• _Records shown_
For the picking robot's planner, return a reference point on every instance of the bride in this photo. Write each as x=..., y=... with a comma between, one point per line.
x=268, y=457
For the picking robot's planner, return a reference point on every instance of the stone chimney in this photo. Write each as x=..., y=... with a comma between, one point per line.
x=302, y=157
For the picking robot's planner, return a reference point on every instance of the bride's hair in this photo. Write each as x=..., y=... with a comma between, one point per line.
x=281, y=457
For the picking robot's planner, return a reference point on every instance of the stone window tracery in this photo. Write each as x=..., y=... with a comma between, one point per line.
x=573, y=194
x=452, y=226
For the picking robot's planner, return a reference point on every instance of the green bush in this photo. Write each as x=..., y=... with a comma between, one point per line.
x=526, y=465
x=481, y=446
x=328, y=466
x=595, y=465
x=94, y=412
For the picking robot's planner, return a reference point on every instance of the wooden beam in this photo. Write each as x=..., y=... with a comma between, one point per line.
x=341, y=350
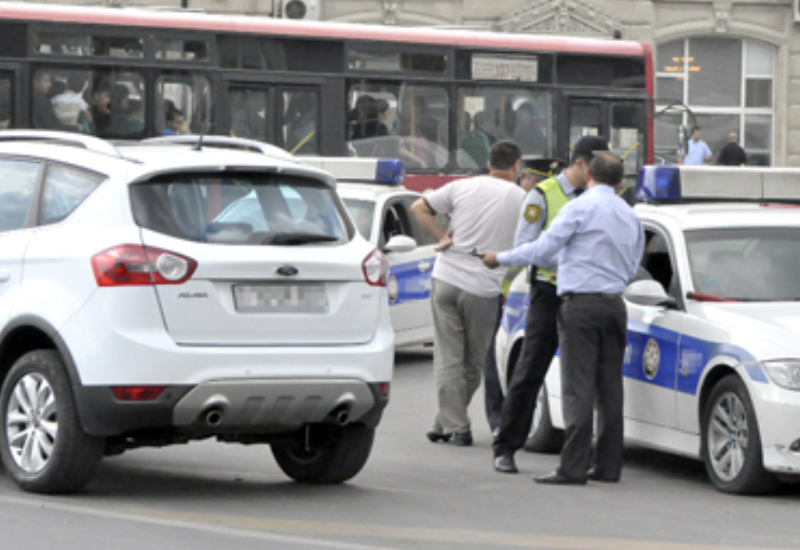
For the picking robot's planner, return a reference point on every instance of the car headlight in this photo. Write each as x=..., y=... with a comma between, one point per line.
x=784, y=372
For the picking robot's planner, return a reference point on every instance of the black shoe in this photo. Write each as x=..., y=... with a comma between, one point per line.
x=435, y=437
x=597, y=475
x=554, y=478
x=505, y=464
x=463, y=439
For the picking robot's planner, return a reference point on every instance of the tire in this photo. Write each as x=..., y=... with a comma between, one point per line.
x=731, y=444
x=544, y=438
x=336, y=463
x=44, y=448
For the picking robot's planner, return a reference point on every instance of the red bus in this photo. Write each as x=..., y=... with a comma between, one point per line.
x=437, y=99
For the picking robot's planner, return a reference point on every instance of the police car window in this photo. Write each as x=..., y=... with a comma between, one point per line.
x=64, y=190
x=363, y=213
x=241, y=209
x=17, y=185
x=748, y=264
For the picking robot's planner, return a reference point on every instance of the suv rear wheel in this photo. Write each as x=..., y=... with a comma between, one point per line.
x=42, y=444
x=334, y=463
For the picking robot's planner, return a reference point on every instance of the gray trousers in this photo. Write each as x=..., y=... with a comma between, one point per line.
x=591, y=331
x=463, y=327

• _Problem requirements_
Please rewrite all of the data above, swapping "the picking robot's planner" for "the arm's grasp planner" and keeping everything else the same. Leave the pictures out.

• _Complete output_
For the arm's grasp planner, return a reference point on every instance of the bride in this photo. Write each as x=..., y=... with a comma between, one point per line.
x=268, y=457
For the arm's grasp planner, return a reference point on every instance of the stone chimney in this photo. Write each as x=..., y=... with a comma between, one point per line.
x=302, y=157
For the arm's grasp planner, return a reference point on every instance of the bride's hair in this photo. Write each as x=..., y=... with a comma between, one point per line.
x=281, y=457
For the arm's grasp planner, return a reference point on every instance of the stone window tracery in this photo. Write each as x=..., y=... with a comma between, one point per line.
x=573, y=194
x=452, y=226
For the arm's grasp planner, return a reference point on every instance of the green bush in this photo. Write each as x=..., y=... with a comma between, one point per line.
x=526, y=465
x=481, y=446
x=328, y=466
x=595, y=465
x=94, y=412
For the arm's grasp planner, return a reference point on every instance of the wooden beam in this photo. Write each as x=..., y=... with a comma between, one point per line.
x=341, y=350
For the arm's grasp planner, return a reference point on every instance of the car headlight in this photo. Write each as x=..., y=... with a comma between, one point per line.
x=784, y=372
For the arm's grasp planner, return a reference point on every instance of the black shoe in this photo. Write each as x=..., y=... with a comma between, one point per line.
x=435, y=437
x=597, y=475
x=554, y=478
x=505, y=464
x=463, y=439
For the arm's grasp planner, return a reference point on every instance of the tire in this photo. Write each as x=..., y=... with a comma between, one point per line.
x=731, y=444
x=544, y=438
x=336, y=463
x=44, y=448
For the arm's grasp planner, return a reference point on every instance of the red bus in this photo. Write each as x=..., y=... with a comma between, one point per line.
x=437, y=99
For the arm's grasp planner, return a reference point on every instance of the police car window in this photo. Write each as x=..., y=... with a comma between, one point per line.
x=64, y=190
x=363, y=213
x=241, y=209
x=17, y=185
x=748, y=264
For the arm's grasp planner, return a reference point on every instance of the suv rear wheel in this photo. Write each as x=..., y=... with a comma between, one point per line.
x=42, y=444
x=334, y=463
For the arm's grasp planner, return a reference point on every instance of the gray trousers in this photo. Write each as x=..., y=... with a comma between, one point per line.
x=591, y=331
x=463, y=327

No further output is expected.